* [Short task]:
Format every line of the rows below as a JSON list of strings, one string per line, leaving out any blank lines.
[Begin The records]
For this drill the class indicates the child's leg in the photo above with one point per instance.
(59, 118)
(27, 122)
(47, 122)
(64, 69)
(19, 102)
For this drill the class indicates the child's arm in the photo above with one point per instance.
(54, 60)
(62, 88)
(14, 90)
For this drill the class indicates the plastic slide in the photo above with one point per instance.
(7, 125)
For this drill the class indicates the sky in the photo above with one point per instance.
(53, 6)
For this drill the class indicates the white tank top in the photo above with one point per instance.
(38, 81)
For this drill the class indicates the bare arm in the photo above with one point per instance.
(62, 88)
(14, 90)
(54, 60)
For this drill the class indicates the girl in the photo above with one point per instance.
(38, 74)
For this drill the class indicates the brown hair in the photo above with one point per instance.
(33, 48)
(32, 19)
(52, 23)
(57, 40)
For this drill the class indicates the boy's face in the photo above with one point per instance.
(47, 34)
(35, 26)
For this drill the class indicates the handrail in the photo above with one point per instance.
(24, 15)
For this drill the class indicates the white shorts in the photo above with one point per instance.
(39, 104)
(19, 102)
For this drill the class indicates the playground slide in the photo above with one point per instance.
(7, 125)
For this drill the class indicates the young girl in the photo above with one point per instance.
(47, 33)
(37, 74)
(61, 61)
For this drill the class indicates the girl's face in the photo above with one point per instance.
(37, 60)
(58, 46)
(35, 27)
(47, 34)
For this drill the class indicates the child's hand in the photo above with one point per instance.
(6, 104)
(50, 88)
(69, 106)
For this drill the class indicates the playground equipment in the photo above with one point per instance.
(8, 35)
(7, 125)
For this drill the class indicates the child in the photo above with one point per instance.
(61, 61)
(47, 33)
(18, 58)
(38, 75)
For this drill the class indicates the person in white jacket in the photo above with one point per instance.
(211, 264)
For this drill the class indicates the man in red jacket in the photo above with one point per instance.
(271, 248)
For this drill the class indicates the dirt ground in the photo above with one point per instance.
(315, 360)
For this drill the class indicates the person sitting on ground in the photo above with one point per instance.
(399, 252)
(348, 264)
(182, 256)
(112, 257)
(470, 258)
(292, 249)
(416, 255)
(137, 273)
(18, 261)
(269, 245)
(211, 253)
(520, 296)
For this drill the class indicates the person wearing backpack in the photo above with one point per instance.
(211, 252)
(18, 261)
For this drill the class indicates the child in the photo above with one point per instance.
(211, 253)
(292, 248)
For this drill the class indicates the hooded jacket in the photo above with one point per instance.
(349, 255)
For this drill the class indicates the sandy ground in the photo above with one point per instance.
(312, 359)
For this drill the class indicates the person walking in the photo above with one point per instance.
[End The records]
* [Answer for the task]:
[
  "For this drill the class indicates the child's leg in the photo above with one point per instance.",
  "(59, 118)",
  "(27, 122)",
  "(47, 122)",
  "(64, 69)",
  "(19, 102)",
  "For this drill the class indicates the child's arm in the photo above with one point per instance.",
  "(54, 60)",
  "(62, 88)",
  "(14, 90)",
  "For this drill the class indicates the plastic slide in the photo above with one point per instance.",
  "(7, 125)",
  "For this drill the class indicates the sky in the photo above with one point per instance.",
  "(53, 6)",
  "For this drill the class indicates the white tank top in the photo above with one point per instance.",
  "(38, 81)",
  "For this drill the class indicates the bare arm in the photo above with one point per instance.",
  "(62, 88)",
  "(14, 90)",
  "(54, 60)",
  "For this drill the class indicates the girl in the photo above with one point per instance.",
  "(38, 74)",
  "For this drill the class indicates the brown hair in the photo above with one point per instance.",
  "(33, 48)",
  "(32, 19)",
  "(52, 23)",
  "(57, 40)",
  "For this drill the class indicates the boy's face in the photo above with one point per instance.",
  "(47, 34)",
  "(35, 26)",
  "For this drill the class indicates the handrail in the photo above with one point per instance.",
  "(24, 15)",
  "For this drill the class indicates the white shorts in the photo above with one point per instance.",
  "(39, 104)",
  "(19, 102)",
  "For this drill the class indicates the playground slide in the photo above with one point per instance.",
  "(7, 125)",
  "For this drill the class indicates the young girl in the photo above with one point per instance.",
  "(47, 33)",
  "(37, 74)",
  "(61, 61)",
  "For this drill the class indicates the girl's face in the photo above with one point per instance.",
  "(37, 60)",
  "(58, 46)",
  "(35, 27)",
  "(47, 34)",
  "For this drill the class indicates the child's hand in the photo above with one point per instance.",
  "(6, 104)",
  "(50, 88)",
  "(69, 106)",
  "For this drill the class indicates the playground equipment in the photo above with one point per instance.",
  "(8, 35)",
  "(7, 125)",
  "For this drill the class indicates the child in the photo above with one point per instance.",
  "(61, 61)",
  "(47, 33)",
  "(18, 58)",
  "(38, 75)",
  "For this drill the class indicates the person in white jacket in the photo above with one point per instance.",
  "(211, 264)",
  "For this drill the class indicates the man in red jacket in the photo above with one point per instance.",
  "(271, 248)",
  "For this drill the class indicates the dirt ground in the photo above with one point per instance.",
  "(315, 360)",
  "For this drill the class indicates the person sitting on ground in the photo above with one point per instance.",
  "(399, 252)",
  "(348, 264)",
  "(182, 256)",
  "(112, 257)",
  "(470, 258)",
  "(292, 249)",
  "(416, 255)",
  "(137, 273)",
  "(18, 261)",
  "(269, 245)",
  "(211, 253)",
  "(520, 296)",
  "For this drill the class indicates the person wearing backpack in the photo above with one point per instance.",
  "(211, 252)",
  "(18, 261)",
  "For this drill the class indicates the child in the photo above with one point per instance.",
  "(211, 253)",
  "(292, 248)",
  "For this drill the class indicates the hooded jacket in the photo above with one point per instance.",
  "(349, 255)",
  "For this drill the class indicates the sandy ground in the photo above with one point per instance.",
  "(312, 359)",
  "For this drill the class indicates the person walking in the photo above with one point per instance."
]